▶ [DATA FOR THIS TASK]:
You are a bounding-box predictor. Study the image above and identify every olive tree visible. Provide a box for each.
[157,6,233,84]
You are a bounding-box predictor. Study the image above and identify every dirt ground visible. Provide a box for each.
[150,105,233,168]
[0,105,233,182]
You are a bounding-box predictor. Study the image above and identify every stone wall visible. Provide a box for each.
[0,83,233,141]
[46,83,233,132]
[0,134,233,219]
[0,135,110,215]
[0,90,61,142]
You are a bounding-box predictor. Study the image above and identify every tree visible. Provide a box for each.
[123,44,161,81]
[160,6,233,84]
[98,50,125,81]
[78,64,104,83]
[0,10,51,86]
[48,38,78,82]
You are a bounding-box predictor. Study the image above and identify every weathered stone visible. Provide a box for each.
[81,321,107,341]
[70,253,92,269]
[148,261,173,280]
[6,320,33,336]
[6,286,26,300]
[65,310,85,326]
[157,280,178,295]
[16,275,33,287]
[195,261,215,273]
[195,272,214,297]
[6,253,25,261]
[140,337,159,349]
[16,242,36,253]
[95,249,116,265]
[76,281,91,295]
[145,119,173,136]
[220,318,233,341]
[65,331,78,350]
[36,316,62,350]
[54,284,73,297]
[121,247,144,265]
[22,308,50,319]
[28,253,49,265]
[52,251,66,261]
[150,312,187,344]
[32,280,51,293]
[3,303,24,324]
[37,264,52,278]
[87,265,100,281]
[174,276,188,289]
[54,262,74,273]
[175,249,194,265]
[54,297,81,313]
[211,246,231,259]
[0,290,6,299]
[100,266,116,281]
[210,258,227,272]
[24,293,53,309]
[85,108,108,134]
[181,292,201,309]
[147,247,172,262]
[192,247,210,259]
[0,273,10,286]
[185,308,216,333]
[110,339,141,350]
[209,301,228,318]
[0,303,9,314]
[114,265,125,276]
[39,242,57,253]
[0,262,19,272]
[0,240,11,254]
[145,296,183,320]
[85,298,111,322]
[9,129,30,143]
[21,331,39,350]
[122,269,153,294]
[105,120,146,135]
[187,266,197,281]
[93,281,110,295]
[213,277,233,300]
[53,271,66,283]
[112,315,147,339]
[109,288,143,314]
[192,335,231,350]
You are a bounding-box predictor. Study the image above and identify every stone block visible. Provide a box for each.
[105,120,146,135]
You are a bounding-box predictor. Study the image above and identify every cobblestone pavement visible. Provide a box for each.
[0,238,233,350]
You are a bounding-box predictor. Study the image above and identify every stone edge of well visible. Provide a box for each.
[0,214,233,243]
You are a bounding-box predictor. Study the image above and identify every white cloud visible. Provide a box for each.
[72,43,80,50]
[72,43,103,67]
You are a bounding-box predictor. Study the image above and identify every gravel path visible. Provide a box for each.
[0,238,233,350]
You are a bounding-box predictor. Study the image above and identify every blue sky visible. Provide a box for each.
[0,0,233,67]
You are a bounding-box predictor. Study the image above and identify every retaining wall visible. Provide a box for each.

▶ [GIVEN TASK]: Copy the lines above exactly as they appear, beginning at the line that contains "well visible. Provide a box for each." and going through the last line.

▶ [RESPONSE TO THIS EXERCISE]:
You are a bounding-box predictor. Study the image above and identify every stone edge of well visible. Provide a box for each.
[0,214,233,243]
You are a bounding-box predictor. Study the image above and identify every white cloud visible. Provide a box for each.
[72,43,80,50]
[72,43,103,67]
You are a bounding-box predictor. Study the image above and identify every gravel path visible. Provide a box for each.
[0,238,233,350]
You are a bounding-box predictor. Study the image above and identify every blue sky visible. Provide a box for each.
[0,0,233,67]
You are a bounding-box predictor. Study the image above and identify every retaining wall visible. Provide a box for each.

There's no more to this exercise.